--- Source information Enclosed Below ---

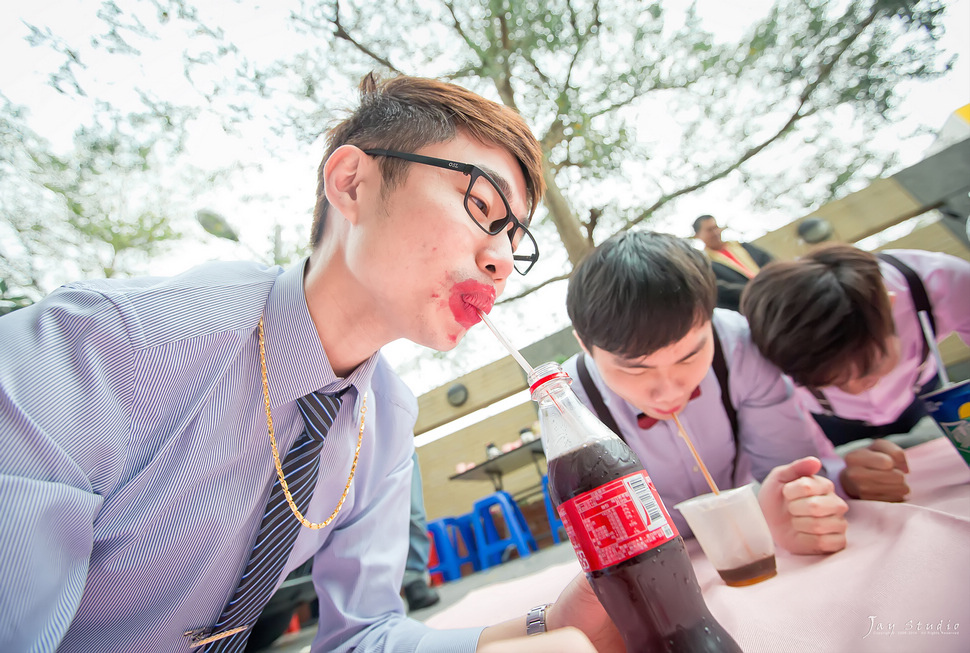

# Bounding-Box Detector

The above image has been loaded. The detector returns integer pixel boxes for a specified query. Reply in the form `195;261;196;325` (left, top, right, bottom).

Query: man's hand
759;457;849;555
840;439;910;502
546;573;625;652
475;573;624;652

--- End of Enclosed Source information ---

* **Work request**
Copy the lines above exactly and exclude every image.

* **Task result**
# Bounding-Box Detector

The above image has been loaded. The detector returns integer pixel boxes for a specified query. Reply in the form `195;261;196;325` (left, top, right, bottom).

Query: man's hand
759;457;849;555
840;439;910;502
546;573;625;652
475;573;624;652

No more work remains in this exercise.